──────── Texte à lire
De ce fait, nous estimons que l'action stratégique des PME doit être envisagée comme principalement axée sur les ressources et compétences de l'entreprise. Cette perspective, issue de la théorie des ressources (Wernerfelt, 1984, Teece et al., 1997, Hamel et Prahalad, 1989), nous entraîne à penser que le développement des capacités propres à l'entreprise est suffisamment important pour parvenir à un niveau de performance satisfaisant tout en se démarquant des contraintes du contexte. Le plus important n'est pas de s'aligner sur l'environnement mais de développer les capacités de l'entreprise. L'autodéterminisme, à savoir la possibilité de formuler et d'appliquer librement des orientations stratégiques, est envisageable bien que la taille de l'entreprise soit réduite.


Implications concernant les PME Internet

L'éventuelle spécificité des PME Internet apparaît en termes de dimensions de l'environnement. Le dynamisme et la turbulence sont significativement élevés. En outre les perspectives entrepreneuriales trouvent un champ d'étude favorable pour ce type d'entreprise. Le niveau de performance est également significativement supérieur aux entreprises non Internet. Pour autant, le rapport à l'environnement laisse suggérer une approche classique, le contexte ayant une influence sur le choix de la stratégie et sur la performance. De ce fait, l'éventuelle spécificité des PME Internet est à relativiser.

Nous n'obtenons pas des résultats tendant à prouver que le secteur d'activité Internet entraîne un anti-déterminisme élevé. Nous avons remarqué, lors du second chapitre, qu'un ensemble de "lois" ou de régularités sont envisagées dans l'étude de la nouvelle économie. Peut-être que celles-ci s'appliquent directement à nos entreprises. N'ayant pas développer des mesures spécifiques concernant ce type d'influence, nous ne statuerons pas de manière irrévocable.
────────────────
──────── Entrées fournies
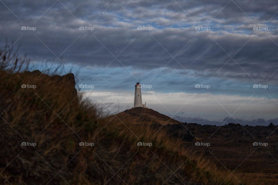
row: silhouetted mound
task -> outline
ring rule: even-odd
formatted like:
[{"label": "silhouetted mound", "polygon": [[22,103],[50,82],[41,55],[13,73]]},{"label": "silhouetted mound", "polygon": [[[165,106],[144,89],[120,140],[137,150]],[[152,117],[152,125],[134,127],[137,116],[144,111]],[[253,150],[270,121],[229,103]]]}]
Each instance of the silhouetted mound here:
[{"label": "silhouetted mound", "polygon": [[178,124],[178,121],[160,114],[151,109],[141,107],[135,107],[129,110],[110,116],[109,118],[113,123],[125,123],[134,124]]},{"label": "silhouetted mound", "polygon": [[97,108],[76,97],[75,85],[72,74],[0,71],[0,184],[239,184],[191,156],[181,140],[132,126],[169,117],[139,108],[129,111],[130,123],[102,119]]}]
────────────────
◆ **Consigne**
Dans le texte sur les PME, quel est le niveau du dynamisme et de la turbulence pour les PME Internet ? Les entrées ne servent à rien ici.

◆ **Réponse**
Ils sont significativement élevés.